Document passage:
--------------------

So far, our `Collector` class does not collect any events. Let us extend it such that it collects _coverage_ information – that is, the set of lines executed. To this end, we introduce a `CoverageCollector` subclass which saves the coverage in a set:

In [None]:
class CoverageCollector(Collector):
    """A class to record covered lines during execution."""

    def __init__(self):
        super().__init__()
        self.coverage = set()

    def collect(self, frame, event, arg):
        self.coverage.add(frame.f_lineno)

We also override `events()` such that it returns the set of covered lines.

In [None]:
class CoverageCollector(CoverageCollector):
    def events(self):
        """Return a set of predicates holding for the execution"""
        return self.coverage

Here is how we can use `CoverageCollector` to determine the lines executed during a run of `remove_html_markup()`:

In [None]:
c = CoverageCollector()
with c:
    remove_html_markup('abc')
print(c.events())

Sets of line numbers alone are not too revealing. They provide more insights if we actually list the code, highlighting these numbers:

In [None]:
import inspect

In [None]:
from bookutils import getsourcelines    # like inspect.getsourcelines(), but in color

In [None]:
def list_with_coverage(function, coverage):
    source_lines, starting_line_number = \
       getsourcelines(function)

    line_number = starting_line_number
    for line in source_lines:
        marker = '*' if line_number in coverage else ' '
        print(f"{line_number:4} {marker} {line}", end='')

--------------------

Data lines:

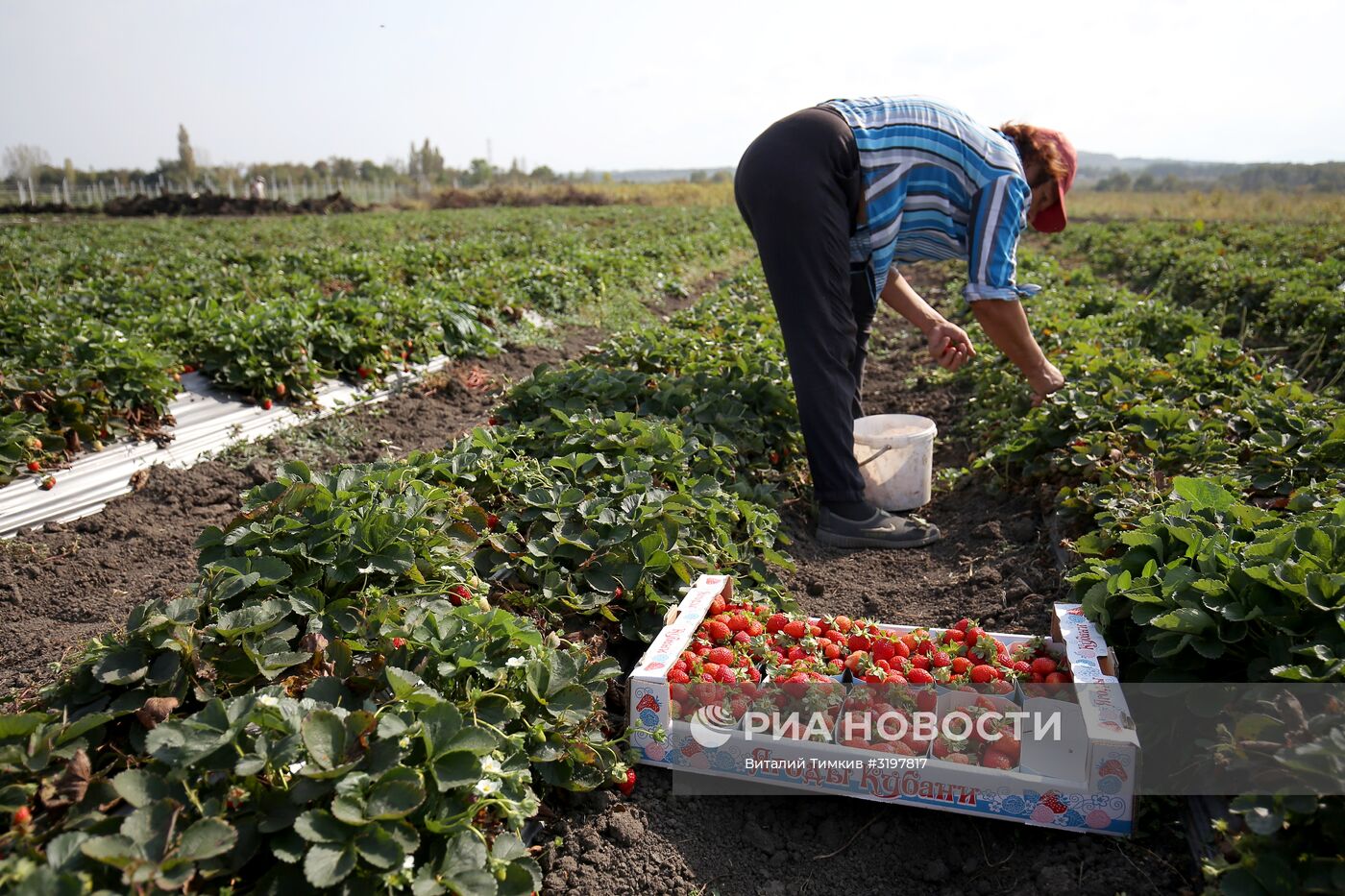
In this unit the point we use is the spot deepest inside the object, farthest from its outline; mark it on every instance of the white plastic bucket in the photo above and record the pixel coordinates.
(896, 459)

--------------------

Work required:
In the coverage-collection code above, what character does `list_with_coverage` print as the marker for a line number that is in the coverage?

Exercise response:
An asterisk (`*`).